### INSTRUCTIONS FOR THE TASK:
Please collect every line in the records below that contains the string "blue". Case counts.

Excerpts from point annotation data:

** Begin **

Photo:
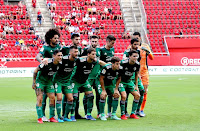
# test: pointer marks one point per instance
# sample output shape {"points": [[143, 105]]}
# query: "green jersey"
{"points": [[65, 50], [83, 69], [109, 75], [46, 73], [47, 50], [106, 55], [126, 54], [86, 48], [65, 70], [96, 68], [128, 70]]}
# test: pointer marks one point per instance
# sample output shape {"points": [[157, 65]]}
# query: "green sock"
{"points": [[39, 111], [114, 105], [52, 111], [58, 108], [122, 105], [109, 102], [44, 103], [74, 105], [101, 106], [141, 99], [97, 103], [134, 106], [68, 108], [64, 100], [90, 98], [85, 104]]}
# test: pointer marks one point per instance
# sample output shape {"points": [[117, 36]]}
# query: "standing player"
{"points": [[84, 67], [129, 67], [52, 39], [65, 50], [134, 46], [63, 83], [75, 42], [93, 75], [145, 51], [106, 54], [42, 82], [108, 86]]}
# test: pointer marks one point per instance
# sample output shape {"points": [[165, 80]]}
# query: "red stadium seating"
{"points": [[171, 17]]}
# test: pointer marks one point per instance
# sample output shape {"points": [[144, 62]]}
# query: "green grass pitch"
{"points": [[173, 103]]}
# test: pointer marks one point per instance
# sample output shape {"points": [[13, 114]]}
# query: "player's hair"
{"points": [[89, 51], [50, 34], [110, 38], [115, 59], [132, 51], [56, 52], [94, 37], [136, 33], [74, 36], [134, 40], [73, 47]]}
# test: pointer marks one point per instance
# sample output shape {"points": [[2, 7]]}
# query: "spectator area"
{"points": [[169, 17]]}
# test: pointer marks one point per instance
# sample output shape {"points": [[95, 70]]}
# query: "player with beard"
{"points": [[52, 43], [43, 83], [83, 68], [94, 40]]}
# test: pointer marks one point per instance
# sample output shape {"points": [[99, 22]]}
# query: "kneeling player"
{"points": [[107, 77], [42, 82], [129, 67]]}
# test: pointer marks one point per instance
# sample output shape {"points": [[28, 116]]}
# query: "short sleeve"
{"points": [[103, 72]]}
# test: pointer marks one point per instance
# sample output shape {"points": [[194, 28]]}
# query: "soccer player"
{"points": [[75, 42], [65, 50], [106, 54], [93, 75], [108, 74], [145, 51], [84, 67], [130, 67], [52, 43], [63, 83], [42, 82], [135, 43]]}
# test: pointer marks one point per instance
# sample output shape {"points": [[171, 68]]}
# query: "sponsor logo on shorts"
{"points": [[186, 61]]}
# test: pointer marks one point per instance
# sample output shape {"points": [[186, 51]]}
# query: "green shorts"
{"points": [[94, 83], [140, 85], [78, 86], [63, 87], [47, 88], [130, 86], [109, 89]]}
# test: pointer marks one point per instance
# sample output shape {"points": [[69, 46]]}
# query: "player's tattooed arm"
{"points": [[102, 63], [34, 77], [116, 91], [136, 80], [103, 93], [39, 57]]}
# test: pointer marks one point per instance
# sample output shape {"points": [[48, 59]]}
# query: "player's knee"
{"points": [[70, 99], [91, 95], [102, 100]]}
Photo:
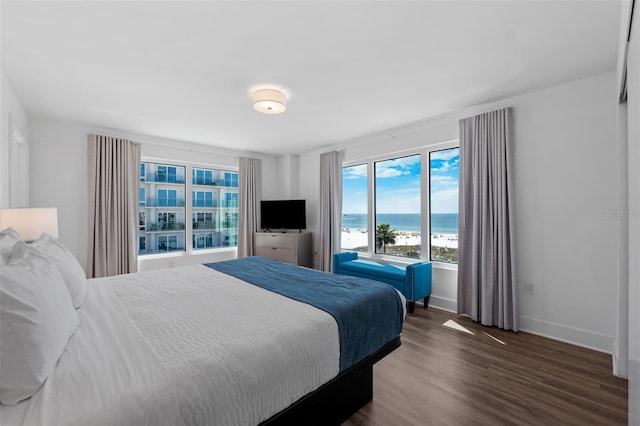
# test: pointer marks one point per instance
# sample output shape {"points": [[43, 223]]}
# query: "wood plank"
{"points": [[444, 376]]}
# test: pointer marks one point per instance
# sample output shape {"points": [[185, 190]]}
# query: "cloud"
{"points": [[445, 201], [355, 172], [397, 166], [438, 182], [384, 172], [445, 154]]}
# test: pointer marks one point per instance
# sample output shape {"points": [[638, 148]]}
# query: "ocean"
{"points": [[441, 223]]}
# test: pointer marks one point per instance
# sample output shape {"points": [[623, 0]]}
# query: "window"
{"points": [[143, 198], [164, 210], [203, 220], [397, 206], [202, 241], [215, 208], [354, 208], [167, 243], [444, 172], [202, 199], [161, 210], [413, 196]]}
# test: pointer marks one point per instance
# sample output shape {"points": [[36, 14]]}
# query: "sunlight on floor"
{"points": [[494, 338], [456, 326]]}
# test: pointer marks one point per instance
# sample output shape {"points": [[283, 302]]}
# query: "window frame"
{"points": [[188, 207], [425, 200]]}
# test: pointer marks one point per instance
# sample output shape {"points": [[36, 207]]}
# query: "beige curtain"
{"points": [[487, 287], [330, 208], [250, 177], [114, 173]]}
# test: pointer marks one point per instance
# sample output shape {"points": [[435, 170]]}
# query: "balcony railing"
{"points": [[162, 202], [151, 227], [215, 203], [164, 178], [214, 182], [204, 225]]}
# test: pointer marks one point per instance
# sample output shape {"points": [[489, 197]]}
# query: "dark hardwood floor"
{"points": [[441, 376]]}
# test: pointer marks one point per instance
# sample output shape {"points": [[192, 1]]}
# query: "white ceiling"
{"points": [[185, 70]]}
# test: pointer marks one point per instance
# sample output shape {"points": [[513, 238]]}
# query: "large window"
{"points": [[354, 208], [164, 208], [443, 201], [397, 206], [414, 196], [215, 208], [161, 210]]}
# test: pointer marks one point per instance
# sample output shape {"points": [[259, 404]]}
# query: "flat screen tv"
{"points": [[283, 214]]}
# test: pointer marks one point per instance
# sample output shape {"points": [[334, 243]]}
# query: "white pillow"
{"points": [[8, 239], [36, 321], [67, 264]]}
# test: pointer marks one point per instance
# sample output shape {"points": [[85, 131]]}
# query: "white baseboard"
{"points": [[575, 336], [444, 304], [634, 392]]}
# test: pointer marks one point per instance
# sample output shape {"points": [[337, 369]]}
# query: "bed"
{"points": [[233, 342]]}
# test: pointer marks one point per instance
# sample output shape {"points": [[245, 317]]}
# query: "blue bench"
{"points": [[413, 281]]}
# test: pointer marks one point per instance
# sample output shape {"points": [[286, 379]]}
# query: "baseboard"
{"points": [[563, 333], [444, 304], [634, 392]]}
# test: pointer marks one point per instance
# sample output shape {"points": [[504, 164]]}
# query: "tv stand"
{"points": [[288, 247]]}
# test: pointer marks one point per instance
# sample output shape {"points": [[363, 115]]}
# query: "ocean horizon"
{"points": [[441, 223]]}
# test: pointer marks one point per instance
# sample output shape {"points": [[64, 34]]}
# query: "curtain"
{"points": [[250, 178], [330, 208], [114, 173], [487, 287]]}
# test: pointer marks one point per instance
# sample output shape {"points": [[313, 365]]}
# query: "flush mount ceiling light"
{"points": [[269, 101]]}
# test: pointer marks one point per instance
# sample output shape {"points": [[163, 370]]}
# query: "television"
{"points": [[283, 214]]}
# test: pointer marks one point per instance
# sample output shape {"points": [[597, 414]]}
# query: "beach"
{"points": [[352, 238]]}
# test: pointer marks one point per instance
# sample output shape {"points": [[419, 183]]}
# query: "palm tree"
{"points": [[385, 236]]}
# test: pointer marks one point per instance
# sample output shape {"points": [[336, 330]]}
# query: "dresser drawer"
{"points": [[276, 253], [275, 240]]}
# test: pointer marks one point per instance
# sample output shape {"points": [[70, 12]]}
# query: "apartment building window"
{"points": [[202, 199], [414, 196], [214, 208], [163, 208], [167, 243]]}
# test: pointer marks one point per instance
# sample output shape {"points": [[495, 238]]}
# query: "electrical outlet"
{"points": [[529, 287]]}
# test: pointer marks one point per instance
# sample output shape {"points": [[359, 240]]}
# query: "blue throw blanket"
{"points": [[368, 313]]}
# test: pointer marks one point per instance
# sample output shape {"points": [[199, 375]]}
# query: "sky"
{"points": [[398, 184]]}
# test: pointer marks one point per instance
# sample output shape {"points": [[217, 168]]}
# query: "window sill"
{"points": [[405, 261]]}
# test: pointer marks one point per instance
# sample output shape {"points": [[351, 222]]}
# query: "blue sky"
{"points": [[398, 184]]}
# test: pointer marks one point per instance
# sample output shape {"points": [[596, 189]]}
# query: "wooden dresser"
{"points": [[290, 247]]}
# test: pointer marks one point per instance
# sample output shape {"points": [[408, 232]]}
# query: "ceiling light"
{"points": [[269, 101]]}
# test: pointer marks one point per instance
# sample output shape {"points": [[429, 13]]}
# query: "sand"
{"points": [[357, 238]]}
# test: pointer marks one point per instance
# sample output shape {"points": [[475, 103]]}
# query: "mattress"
{"points": [[184, 346]]}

** End **

### ANSWER:
# query: "blue bench"
# query: "blue throw blanket"
# query: "blue sky"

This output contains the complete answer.